▶ **Records supplied**:
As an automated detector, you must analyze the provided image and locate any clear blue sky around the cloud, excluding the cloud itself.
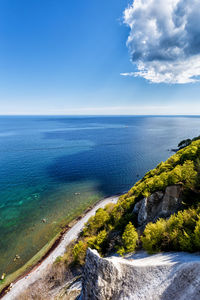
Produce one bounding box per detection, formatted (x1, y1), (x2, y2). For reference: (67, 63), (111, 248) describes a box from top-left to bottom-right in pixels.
(0, 0), (200, 115)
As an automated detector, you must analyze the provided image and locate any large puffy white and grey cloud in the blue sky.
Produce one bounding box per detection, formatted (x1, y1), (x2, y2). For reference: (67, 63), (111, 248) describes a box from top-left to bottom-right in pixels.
(122, 0), (200, 83)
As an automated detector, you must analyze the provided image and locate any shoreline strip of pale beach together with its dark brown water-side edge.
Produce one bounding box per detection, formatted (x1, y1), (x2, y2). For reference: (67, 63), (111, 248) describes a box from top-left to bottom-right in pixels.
(0, 195), (120, 300)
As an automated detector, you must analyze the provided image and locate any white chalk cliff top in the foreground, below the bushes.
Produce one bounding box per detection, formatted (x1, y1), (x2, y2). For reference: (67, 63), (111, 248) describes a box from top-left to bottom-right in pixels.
(81, 249), (200, 300)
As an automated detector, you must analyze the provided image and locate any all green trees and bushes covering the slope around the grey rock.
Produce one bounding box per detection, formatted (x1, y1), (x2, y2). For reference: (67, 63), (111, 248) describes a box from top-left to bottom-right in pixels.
(66, 138), (200, 264)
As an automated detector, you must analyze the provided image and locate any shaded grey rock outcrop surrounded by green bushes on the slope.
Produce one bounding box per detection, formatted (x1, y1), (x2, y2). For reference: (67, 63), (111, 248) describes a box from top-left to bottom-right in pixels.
(133, 185), (183, 226)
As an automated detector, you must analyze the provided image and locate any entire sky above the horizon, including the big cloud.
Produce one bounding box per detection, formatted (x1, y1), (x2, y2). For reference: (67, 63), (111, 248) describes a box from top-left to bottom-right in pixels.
(0, 0), (200, 115)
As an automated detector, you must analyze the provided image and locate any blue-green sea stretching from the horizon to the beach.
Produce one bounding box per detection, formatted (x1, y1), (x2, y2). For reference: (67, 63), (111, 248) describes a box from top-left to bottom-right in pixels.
(0, 116), (200, 274)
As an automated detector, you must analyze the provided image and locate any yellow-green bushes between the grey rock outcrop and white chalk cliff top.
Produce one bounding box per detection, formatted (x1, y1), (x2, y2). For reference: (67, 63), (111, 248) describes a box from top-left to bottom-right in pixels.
(141, 208), (200, 253)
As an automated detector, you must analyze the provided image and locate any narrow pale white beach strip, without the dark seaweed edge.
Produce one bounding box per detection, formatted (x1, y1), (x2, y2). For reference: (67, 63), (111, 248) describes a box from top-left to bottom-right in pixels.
(2, 196), (119, 300)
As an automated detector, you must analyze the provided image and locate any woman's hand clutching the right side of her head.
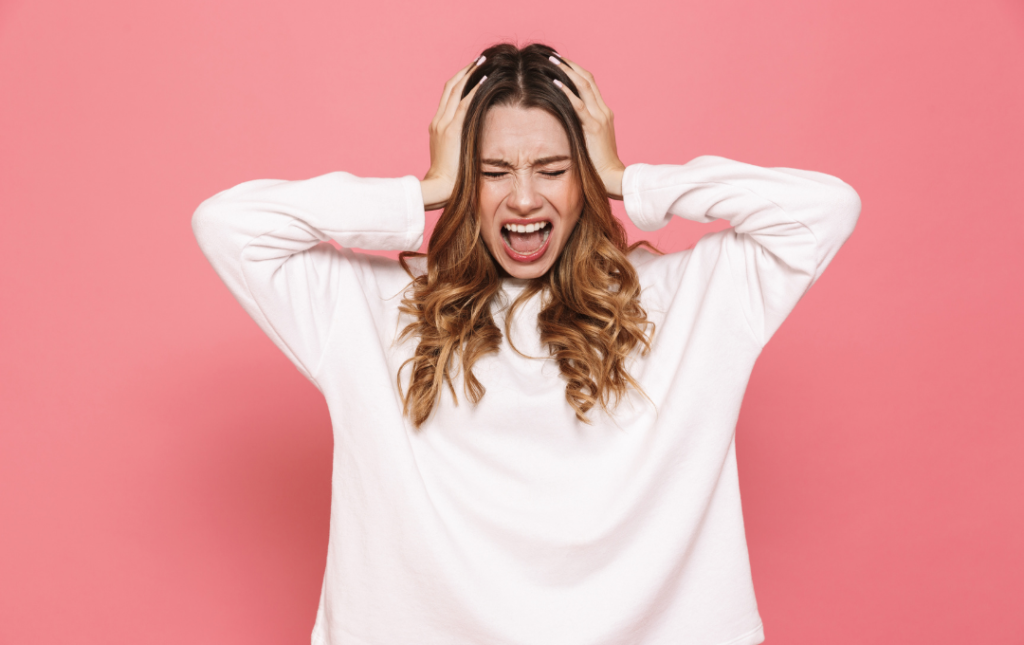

▶ **Brief**: Hand back the data above exactly, leaving out all pictures.

▶ **Output**:
As an automated detector, you must analyze the provided image and locate any clear blue sky around the cloud, excluding the cloud itself.
Produce one bounding box per detection, formatted (x1, y1), (x2, y2). For reference: (67, 63), (111, 248) describes a box from top-left to bottom-right in pixels.
(0, 0), (200, 115)
As an automated detector, you must analyze the provided image and locate any large puffy white and grey cloud in the blue sky.
Produce one bounding box per detection, formatted (x1, y1), (x2, y2). For reference: (67, 63), (111, 248) describes a box from top-left to bottom-right in pixels.
(122, 0), (200, 83)
As an automated detector, you must analyze the provided image and locate any shoreline strip of pale beach together with its dark brown water-side edge.
Produce one bounding box per detection, formatted (x1, y1), (x2, y2). For reference: (67, 63), (111, 248) describes a box from top-left to bottom-right in pixels.
(0, 195), (120, 300)
As an automated detector, you must analyze the provided image and locate any white chalk cliff top in the foreground, below the bushes.
Produce one bounding box per detection, formatted (x1, y1), (x2, y2). For reference: (67, 63), (111, 248) describes a box from top-left to bottom-right in pixels.
(81, 249), (200, 300)
As an automated detector, you must analyze the provided image and locate any all green trees and bushes covering the slope around the grey rock.
Produce one bounding box per detection, formatted (x1, y1), (x2, y2). For reference: (67, 63), (111, 248) describes a box from top-left to bottom-right in pixels.
(66, 138), (200, 264)
As an automated detector, you must analyze the provided image and locate any shaded grey rock outcrop surrounded by green bushes on the slope.
Produce one bounding box per detection, formatted (x1, y1), (x2, y2). For reference: (67, 63), (111, 248) describes a box from top-left to bottom-right in pixels.
(133, 185), (183, 226)
As an automated detector, you must analyze the provided image and locate any entire sky above the horizon, including the big cloud.
Produce one bounding box per detection, formatted (x1, y1), (x2, y2). For reference: (67, 63), (111, 248) describes a box from top-left to bottom-right in pixels.
(0, 0), (200, 115)
As an automated detector, you must analyze the provided image and locate any blue-green sea stretching from the horizon to the beach.
Produce one bounding box per detection, formatted (x1, y1), (x2, y2). For reference: (67, 63), (111, 248) describes a box from top-left to bottom-right in pixels.
(0, 116), (200, 274)
As an automated detector, you must analyze the provided image and locate any yellow-green bushes between the grey rock outcrop and white chalk cliff top.
Produce one bounding box per detection, formatted (x1, y1), (x2, y2). For reference: (67, 63), (111, 248) describes a box from top-left to bottom-right in pixels.
(141, 208), (200, 253)
As an automated detector, you must analyze the provided image and locate any narrow pale white beach strip, without the dark seaweed edge.
Produce one bounding box per detection, formatted (x1, y1), (x2, y2). For reference: (67, 63), (111, 248) describes a box from top-left to bottom-right in pixels.
(2, 196), (119, 300)
As an automated detector, you must analyze the provided image and locate any woman's hand clutching the right side of her head.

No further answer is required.